** Direction **
Below is some material; transcribe all of it exactly.

Stored items:
◆ ◆ ◆ ◆
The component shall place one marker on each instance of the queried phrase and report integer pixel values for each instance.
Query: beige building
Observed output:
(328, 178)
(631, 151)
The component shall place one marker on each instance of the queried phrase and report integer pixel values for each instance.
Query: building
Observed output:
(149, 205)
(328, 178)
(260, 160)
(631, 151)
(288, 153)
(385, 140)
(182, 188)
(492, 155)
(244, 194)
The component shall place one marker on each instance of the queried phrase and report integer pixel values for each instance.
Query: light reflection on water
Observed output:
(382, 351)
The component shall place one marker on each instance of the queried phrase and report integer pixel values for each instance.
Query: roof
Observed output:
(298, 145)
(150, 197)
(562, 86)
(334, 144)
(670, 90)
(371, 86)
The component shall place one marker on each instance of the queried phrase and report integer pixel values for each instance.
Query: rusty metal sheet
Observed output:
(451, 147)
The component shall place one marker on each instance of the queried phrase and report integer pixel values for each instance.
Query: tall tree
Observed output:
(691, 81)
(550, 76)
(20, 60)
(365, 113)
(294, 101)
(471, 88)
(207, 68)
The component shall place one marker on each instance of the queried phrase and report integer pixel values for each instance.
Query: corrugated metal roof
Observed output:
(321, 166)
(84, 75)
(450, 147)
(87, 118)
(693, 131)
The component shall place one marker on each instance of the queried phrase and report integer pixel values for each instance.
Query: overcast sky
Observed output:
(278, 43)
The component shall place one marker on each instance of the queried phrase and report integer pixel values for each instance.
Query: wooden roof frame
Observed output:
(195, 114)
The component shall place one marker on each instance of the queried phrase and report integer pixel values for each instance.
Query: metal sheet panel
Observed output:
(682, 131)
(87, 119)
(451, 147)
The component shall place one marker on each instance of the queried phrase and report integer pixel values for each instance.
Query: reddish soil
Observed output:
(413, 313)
◆ ◆ ◆ ◆
** Written reply **
The component shall place one marker on each instance of the queried phrase and report integer pixel values for each instance.
Query: beige building
Observed output:
(328, 178)
(631, 151)
The component shall place one marker on each instance of the queried phrase and report integer pixel values for each instance.
Query: building
Observed output:
(149, 205)
(328, 178)
(260, 160)
(631, 151)
(288, 153)
(385, 140)
(182, 188)
(492, 155)
(244, 194)
The component shall place one marker on each instance of the queried phrase and report integer pixel values for each instance.
Query: light reflection on water
Observed output:
(382, 351)
The component shall place one marker on each instance of the queried phrase and report integer pixel values for each instance.
Query: roof
Observed output:
(298, 145)
(150, 197)
(562, 86)
(334, 144)
(670, 90)
(371, 86)
The component shall place one marker on each instance of the queried phrase and report integer pixel values for each instance.
Query: rusty metal sheet
Observed output:
(451, 147)
The component shall place one marker on each instance of the queried phrase and report integer pixel values for each instance.
Query: tall tree
Observed output:
(691, 81)
(550, 76)
(20, 60)
(365, 113)
(294, 101)
(471, 88)
(207, 68)
The component shall place one marker on each instance of the queried phrase and report integer pixel values for each instance.
Query: corrugated metal roof
Observed output:
(321, 166)
(84, 75)
(450, 147)
(87, 118)
(693, 131)
The component shall place one marker on each instance of the queried phrase and report integer pixel values for each instance.
Query: overcast sky
Observed output:
(278, 43)
The component shall place one marker on each instance of the queried phrase and report integer pixel values for each instance.
Query: wooden roof frame
Observed output:
(195, 114)
The component shall place one marker on each instance of the queried phrase and report integer pixel values for each instance.
Query: metal sheet panel
Observed output:
(682, 131)
(87, 119)
(451, 147)
The component shall place one marker on each instance of the queried phrase and report integer pixel values for each instance.
Query: reddish soil
Observed output:
(413, 313)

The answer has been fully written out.